**** Texte étudié ****

Pages

jeudi 21 mars 2019

Bretagne/ Saint-Brieuc Le suicide dans le monde agricole

Accueil / Bretagne/ Saint-Brieuc
Le suicide dans le monde agricole, fléau silencieux des campagnes 
 
Plusieurs agriculteurs se retrouvent souvent isolés face aux difficultés. | ARCHIVES OUEST-FRANCE
Un agriculteur se suicide tous les deux jours en France. Département agricole, les Côtes-d’Armor ne sont pas épargnées. Des aides sont mises en place pour tenter d’enrayer ce fléau.
Elle avait 47 ans, était mère de deux enfants. Le 23 février 2017, cette agricultrice de Plumieux est retrouvée pendue, dans la salle de traite de son exploitation. La productrice de lait laisse alors une lettre, expliquant sa fatigue de devoir travailler sans arrêt pour ne réussir qu’à payer les factures qui s’accumulent.
Il y a deux ans, ce suicide était un nouveau reflet du malaise qui ronge les campagnes. Et n’était malheureusement pas le seul geste désespéré dans le monde agricole. Pour un drame médiatisé, combien de morts en silence ?

****

Consigne: Pourriez-vous recopier le texte étudié entre « jeudi 21 mars » et « d’enrayer ce fléau. », ces deux passages inclus, en substituant « mal » à « fléau » ?

**** Données fournies ****

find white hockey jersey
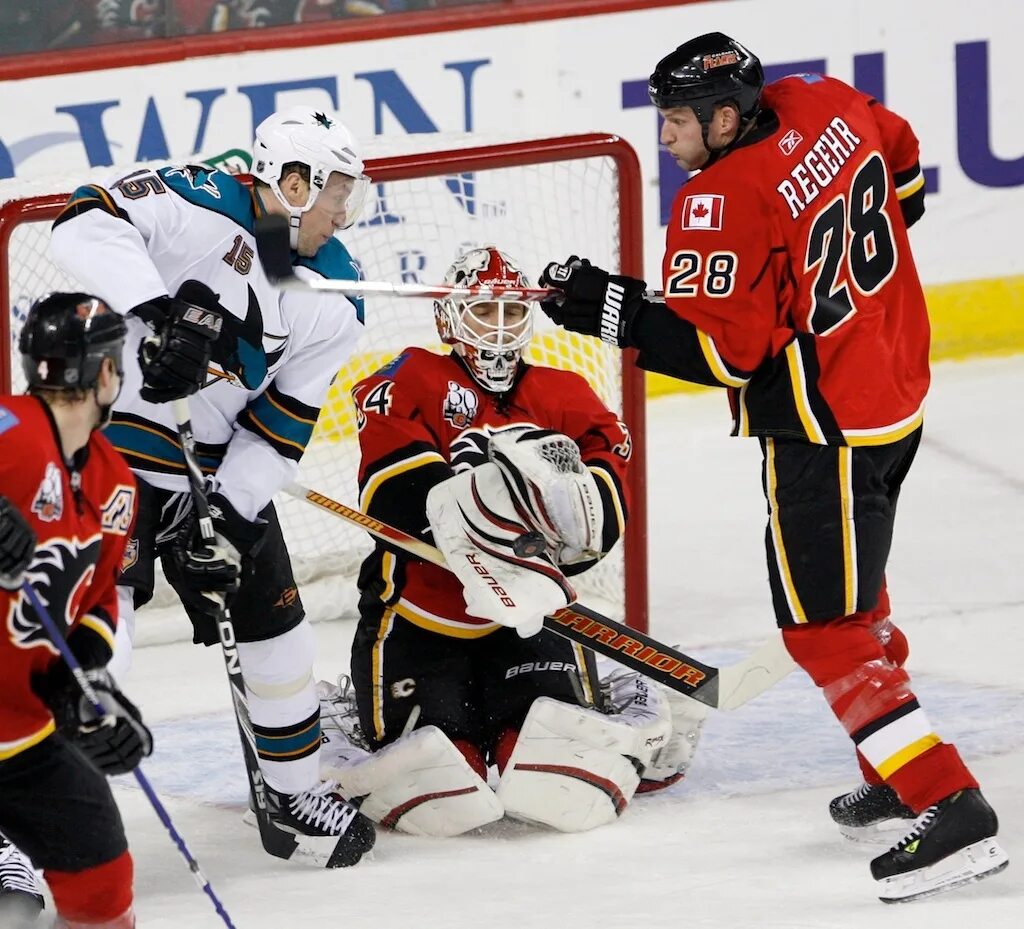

****

Corrigé:
jeudi 21 mars 2019

Bretagne/ Saint-Brieuc Le suicide dans le monde agricole

Accueil / Bretagne/ Saint-Brieuc
Le suicide dans le monde agricole, mal silencieux des campagnes 
 
Plusieurs agriculteurs se retrouvent souvent isolés face aux difficultés. | ARCHIVES OUEST-FRANCE
Un agriculteur se suicide tous les deux jours en France. Département agricole, les Côtes-d’Armor ne sont pas épargnées. Des aides sont mises en place pour tenter d’enrayer ce mal.